§ **What is needed**
Look through the data below for the string "shallow", and copy every line where it turns up.

§ **Input for this task**
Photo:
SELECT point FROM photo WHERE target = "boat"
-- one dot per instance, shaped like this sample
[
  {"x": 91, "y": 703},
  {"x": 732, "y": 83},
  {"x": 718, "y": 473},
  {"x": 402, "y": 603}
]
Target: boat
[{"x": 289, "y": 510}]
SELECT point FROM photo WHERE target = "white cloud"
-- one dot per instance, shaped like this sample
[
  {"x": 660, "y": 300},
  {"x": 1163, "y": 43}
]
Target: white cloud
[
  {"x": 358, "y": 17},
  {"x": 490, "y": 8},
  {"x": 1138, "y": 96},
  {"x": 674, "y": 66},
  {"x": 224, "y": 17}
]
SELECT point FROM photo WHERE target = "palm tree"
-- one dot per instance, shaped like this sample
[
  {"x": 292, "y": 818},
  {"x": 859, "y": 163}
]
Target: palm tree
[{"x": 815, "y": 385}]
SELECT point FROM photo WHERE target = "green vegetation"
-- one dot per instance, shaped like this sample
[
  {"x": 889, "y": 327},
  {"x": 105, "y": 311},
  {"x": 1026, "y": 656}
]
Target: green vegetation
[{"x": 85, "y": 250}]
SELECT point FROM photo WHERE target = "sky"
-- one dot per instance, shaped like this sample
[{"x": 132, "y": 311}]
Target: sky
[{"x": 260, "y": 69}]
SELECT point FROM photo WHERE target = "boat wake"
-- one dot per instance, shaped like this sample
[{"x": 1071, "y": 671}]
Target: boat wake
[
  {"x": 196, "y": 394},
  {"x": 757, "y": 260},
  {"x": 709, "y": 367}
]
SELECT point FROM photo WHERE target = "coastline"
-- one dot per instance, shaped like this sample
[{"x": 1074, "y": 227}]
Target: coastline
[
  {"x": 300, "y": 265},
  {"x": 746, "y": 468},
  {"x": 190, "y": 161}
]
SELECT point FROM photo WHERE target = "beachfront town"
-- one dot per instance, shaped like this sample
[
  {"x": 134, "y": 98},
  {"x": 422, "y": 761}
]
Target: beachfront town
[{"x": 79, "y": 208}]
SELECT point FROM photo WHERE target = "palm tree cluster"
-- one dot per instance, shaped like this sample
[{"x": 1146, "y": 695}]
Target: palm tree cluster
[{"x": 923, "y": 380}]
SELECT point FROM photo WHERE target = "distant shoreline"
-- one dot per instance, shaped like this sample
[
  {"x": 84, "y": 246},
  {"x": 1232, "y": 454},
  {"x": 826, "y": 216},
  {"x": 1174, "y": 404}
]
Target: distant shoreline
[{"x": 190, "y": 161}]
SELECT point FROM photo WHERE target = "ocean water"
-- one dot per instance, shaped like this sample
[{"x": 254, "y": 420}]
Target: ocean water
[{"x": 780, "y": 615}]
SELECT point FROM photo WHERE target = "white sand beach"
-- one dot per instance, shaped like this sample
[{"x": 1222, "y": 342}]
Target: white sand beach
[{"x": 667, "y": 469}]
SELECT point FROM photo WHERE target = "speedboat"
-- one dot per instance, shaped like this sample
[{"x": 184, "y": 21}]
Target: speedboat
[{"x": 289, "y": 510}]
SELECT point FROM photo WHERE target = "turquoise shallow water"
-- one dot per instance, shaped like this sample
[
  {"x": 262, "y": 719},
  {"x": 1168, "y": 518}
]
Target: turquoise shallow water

§ **Task response**
SELECT point FROM photo WHERE target = "turquoise shallow water"
Target: turquoise shallow water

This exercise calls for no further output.